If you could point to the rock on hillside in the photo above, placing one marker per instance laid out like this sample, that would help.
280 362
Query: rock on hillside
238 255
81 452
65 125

━━━━━━━━━━━━━━━━━━━━━━━━━━━━━━

Rewrite the listing with every "hillside" changed to "slope" and everything else left as it is.

*THE SOLUTION*.
If you could point to the rock on slope in the photo above, placing one marker per instance laid out like this sample, that would help.
280 362
Query: rock on slope
238 255
81 452
65 125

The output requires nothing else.